• _課題 1_:
茶碗かごの文章について、次の問いに答えてください。
(a) 底面のヒゴを磨かずに皮の部分のまま使うのはなぜですか。
(b) 底面の四つ目編みは、ヒゴを何本並べて何本x何本で編んでいますか。
(c) 小説「あん」で、千太郎に餡作りを教えるのはどんな人物ですか。
• _課題 2_:
茶碗かごの文章のうち、「底面の四つ目編みは、ヒゴを2」を含む語句で始まり「もおられて、好みは様々です。」で終わる部分を、そのまま書き写してください。

• _読解用の文章_:

茶碗かご



 「茶碗かご」を作りました。底面はヒゴを磨かず、そのままの皮の部分を使っています。と言うのは、一番外側の表皮には油分が多く含まれており、その方が水を良くはじくためです。一方、縁と胴体のヒゴは包丁で擦って艶を出しており、時間の経過とともに黄色・オレンジ色を経て、やがて飴色に深まっていきます。






 底面の四つ目編みは、ヒゴを2本並べて9本x9本で編んでいます。竹の表皮を内側にして曲げるため、立体に立ち上げるときが少し苦労します。立ち上げたあとも、自分の思い描く通りの形を作り上げていくのはなかなか難しいです。





 下写真は、もう4〜50年以上前に作られた茶碗カゴと、一緒に並べて撮ったものです。私の師匠が作る茶碗カゴと形が非常によく似ていますが、結局、作られた方の詳細は分かりません。ちなみに、柄のある・無しは使う人の好き好きで、柄があったほうが持ち運びに便利という方もいらっしゃれば、食卓に置いたとき邪魔になるのでいらないという方もおられて、好みは様々です。





  ドリアン助川という作家の書かれた「あん」という小説を読みました。丁度私がこの茶碗カゴを作っているときに読んでいましたが、小さなどら焼き店を営む千太郎という男性と、彼に餡(あん)作りを教える、元ハンセン病患者の徳江さんという70代の女性との交流を描いた物語です。私自身は10代の時にハンセン病患者の療養所があるフィリピンの村を訪れたことがあり、親が患者だったという青年としばらく文通を続けていて、色々とそこで出会った人達のことを思い出していました。小説自体は温かい作者の眼差しが感じられて、とても読みやすい本です。

• _データ_:

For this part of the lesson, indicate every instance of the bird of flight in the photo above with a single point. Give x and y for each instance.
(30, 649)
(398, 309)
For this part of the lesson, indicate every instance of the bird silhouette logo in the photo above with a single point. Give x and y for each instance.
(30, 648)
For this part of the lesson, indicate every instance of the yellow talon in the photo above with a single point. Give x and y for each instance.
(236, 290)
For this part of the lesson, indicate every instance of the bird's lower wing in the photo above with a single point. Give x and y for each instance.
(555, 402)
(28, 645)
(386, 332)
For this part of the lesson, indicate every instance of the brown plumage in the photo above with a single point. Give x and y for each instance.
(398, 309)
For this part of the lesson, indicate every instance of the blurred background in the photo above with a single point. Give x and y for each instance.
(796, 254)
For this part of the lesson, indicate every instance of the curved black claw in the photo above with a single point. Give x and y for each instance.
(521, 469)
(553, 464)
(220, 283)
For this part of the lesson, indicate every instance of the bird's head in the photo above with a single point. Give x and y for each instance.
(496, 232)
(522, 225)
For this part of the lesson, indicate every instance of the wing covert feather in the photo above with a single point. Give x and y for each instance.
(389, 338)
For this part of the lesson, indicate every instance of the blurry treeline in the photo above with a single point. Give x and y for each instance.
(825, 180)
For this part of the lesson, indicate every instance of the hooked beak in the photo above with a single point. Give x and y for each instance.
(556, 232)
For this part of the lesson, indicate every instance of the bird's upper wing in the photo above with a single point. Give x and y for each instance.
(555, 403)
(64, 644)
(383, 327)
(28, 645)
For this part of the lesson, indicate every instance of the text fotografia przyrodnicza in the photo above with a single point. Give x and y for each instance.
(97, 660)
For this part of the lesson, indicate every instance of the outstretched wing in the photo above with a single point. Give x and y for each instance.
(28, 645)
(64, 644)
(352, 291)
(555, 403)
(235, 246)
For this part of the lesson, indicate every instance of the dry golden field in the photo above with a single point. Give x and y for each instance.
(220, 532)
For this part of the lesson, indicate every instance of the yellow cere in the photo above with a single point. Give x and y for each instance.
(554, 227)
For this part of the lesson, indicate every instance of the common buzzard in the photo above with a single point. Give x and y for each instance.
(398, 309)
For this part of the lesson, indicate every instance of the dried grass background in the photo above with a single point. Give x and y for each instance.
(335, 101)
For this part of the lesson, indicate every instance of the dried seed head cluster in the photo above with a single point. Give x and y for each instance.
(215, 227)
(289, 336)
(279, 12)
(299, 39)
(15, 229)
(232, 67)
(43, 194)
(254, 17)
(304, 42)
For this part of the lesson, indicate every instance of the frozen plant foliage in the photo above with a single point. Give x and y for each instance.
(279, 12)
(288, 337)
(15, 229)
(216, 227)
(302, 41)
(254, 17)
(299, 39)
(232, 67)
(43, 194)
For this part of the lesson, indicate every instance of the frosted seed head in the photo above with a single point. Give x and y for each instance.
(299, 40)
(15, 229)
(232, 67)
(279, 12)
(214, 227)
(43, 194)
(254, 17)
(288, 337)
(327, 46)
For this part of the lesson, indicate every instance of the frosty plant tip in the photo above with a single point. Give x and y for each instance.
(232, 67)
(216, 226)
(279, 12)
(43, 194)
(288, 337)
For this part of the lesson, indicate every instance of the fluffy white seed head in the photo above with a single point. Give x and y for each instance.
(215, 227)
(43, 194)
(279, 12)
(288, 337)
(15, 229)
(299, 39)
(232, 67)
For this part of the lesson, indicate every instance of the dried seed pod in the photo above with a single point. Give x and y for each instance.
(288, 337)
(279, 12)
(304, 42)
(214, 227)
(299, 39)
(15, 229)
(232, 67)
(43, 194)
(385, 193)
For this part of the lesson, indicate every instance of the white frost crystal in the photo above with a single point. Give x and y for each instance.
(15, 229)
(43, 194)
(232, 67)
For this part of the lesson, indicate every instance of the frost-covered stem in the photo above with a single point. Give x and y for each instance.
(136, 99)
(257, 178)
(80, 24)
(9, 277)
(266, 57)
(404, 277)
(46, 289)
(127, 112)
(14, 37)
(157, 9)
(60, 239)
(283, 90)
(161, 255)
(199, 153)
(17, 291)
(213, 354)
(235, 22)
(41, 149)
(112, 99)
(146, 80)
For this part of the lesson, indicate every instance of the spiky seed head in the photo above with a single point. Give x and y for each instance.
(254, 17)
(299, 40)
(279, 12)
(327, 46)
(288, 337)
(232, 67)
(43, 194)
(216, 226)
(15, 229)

• _解答例 1_:
(a) 一番外側の表皮には油分が多く含まれており、その方が水を良くはじくためです。
(b) ヒゴを2本並べて、9本x9本で編んでいます。
(c) 元ハンセン病患者の徳江さんという70代の女性です。

• _解答例 2_:
底面の四つ目編みは、ヒゴを2本並べて9本x9本で編んでいます。竹の表皮を内側にして曲げるため、立体に立ち上げるときが少し苦労します。立ち上げたあとも、自分の思い描く通りの形を作り上げていくのはなかなか難しいです。





 下写真は、もう4〜50年以上前に作られた茶碗カゴと、一緒に並べて撮ったものです。私の師匠が作る茶碗カゴと形が非常によく似ていますが、結局、作られた方の詳細は分かりません。ちなみに、柄のある・無しは使う人の好き好きで、柄があったほうが持ち運びに便利という方もいらっしゃれば、食卓に置いたとき邪魔になるのでいらないという方もおられて、好みは様々です。